>>>>>

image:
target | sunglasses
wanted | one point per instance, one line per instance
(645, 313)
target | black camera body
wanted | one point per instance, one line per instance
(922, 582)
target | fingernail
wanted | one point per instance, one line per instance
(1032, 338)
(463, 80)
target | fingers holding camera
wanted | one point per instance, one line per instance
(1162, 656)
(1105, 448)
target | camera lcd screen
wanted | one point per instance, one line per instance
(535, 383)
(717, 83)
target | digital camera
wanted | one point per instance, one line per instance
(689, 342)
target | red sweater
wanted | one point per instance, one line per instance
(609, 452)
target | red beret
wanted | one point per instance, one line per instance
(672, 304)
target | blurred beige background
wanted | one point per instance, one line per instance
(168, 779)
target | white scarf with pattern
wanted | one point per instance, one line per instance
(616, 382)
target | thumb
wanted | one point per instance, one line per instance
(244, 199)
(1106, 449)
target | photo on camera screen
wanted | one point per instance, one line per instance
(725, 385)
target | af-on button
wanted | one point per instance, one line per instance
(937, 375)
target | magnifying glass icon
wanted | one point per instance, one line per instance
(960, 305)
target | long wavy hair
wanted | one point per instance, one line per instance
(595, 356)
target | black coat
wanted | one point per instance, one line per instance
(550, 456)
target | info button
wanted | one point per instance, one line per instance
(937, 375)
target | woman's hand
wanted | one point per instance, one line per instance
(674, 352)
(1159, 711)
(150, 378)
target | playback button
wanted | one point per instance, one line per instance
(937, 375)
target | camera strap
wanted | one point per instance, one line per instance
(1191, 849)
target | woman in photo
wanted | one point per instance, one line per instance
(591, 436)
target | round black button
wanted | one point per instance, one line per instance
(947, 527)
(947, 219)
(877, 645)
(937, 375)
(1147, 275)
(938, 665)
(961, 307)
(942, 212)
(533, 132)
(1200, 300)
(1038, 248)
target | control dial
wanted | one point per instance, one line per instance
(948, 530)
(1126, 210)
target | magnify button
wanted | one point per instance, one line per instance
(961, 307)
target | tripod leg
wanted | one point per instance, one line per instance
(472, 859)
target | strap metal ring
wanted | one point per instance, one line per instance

<<<<<

The data above should be copied exactly, with no line omitted.

**THE ANSWER**
image:
target | sunglasses
wanted | one point per instance, one line per instance
(645, 313)
target | black camera body
wanted | one point per instance, one line per instance
(922, 582)
target | fingernail
wanted | one point per instance, one line per instance
(1032, 338)
(463, 80)
target | fingers holding camera
wanted | one point per instance, one line per instance
(1162, 656)
(1105, 448)
target | camera lcd screen
wanted | one point per instance, one line per instance
(535, 383)
(717, 83)
target | digital camera
wanted | one point per instance, one line per instance
(689, 342)
target | red sweater
wanted | one point per instance, one line per instance
(609, 452)
target | red beret
wanted | one point per instance, one line per instance
(672, 304)
target | blurred beige background
wanted | one point per instance, one line per instance
(168, 779)
target | white scarf with pattern
wanted | one point per instance, one line per instance
(616, 382)
target | thumb
wanted | one point per instance, one line per instance
(244, 199)
(1106, 449)
target | photo on camera screen
wanted | one point per instance, one line per instance
(725, 385)
target | af-on button
wanted | one point per instance, one line per instance
(937, 375)
target | magnifying glass icon
wanted | one point per instance, one line per instance
(960, 305)
target | long wavy hair
wanted | one point per instance, one line per instance
(595, 356)
target | black coat
wanted | one point per instance, one line per instance
(550, 456)
target | info button
wanted | one point per instance, one line per instance
(937, 375)
target | woman's hand
wanted | one point per instance, one line per instance
(674, 352)
(1159, 711)
(150, 378)
target | playback button
wanted | one point per instance, one line per instance
(937, 375)
target | camera strap
wanted | one point per instance, one line per instance
(1191, 849)
target | woman in photo
wanted | one point per instance, one line per instance
(591, 436)
target | round black button
wanted | one point per instance, one line per instance
(947, 527)
(947, 219)
(877, 645)
(937, 375)
(1147, 275)
(938, 665)
(961, 307)
(942, 212)
(533, 132)
(1200, 300)
(1038, 248)
target | control dial
wanted | one point per instance, one line per instance
(948, 530)
(1126, 210)
target | magnify button
wanted | one point per instance, one line per instance
(961, 307)
target | tripod leg
wanted | one point per instance, one line per instance
(472, 859)
target | strap metal ring
wanted | one point per instance, one line per instance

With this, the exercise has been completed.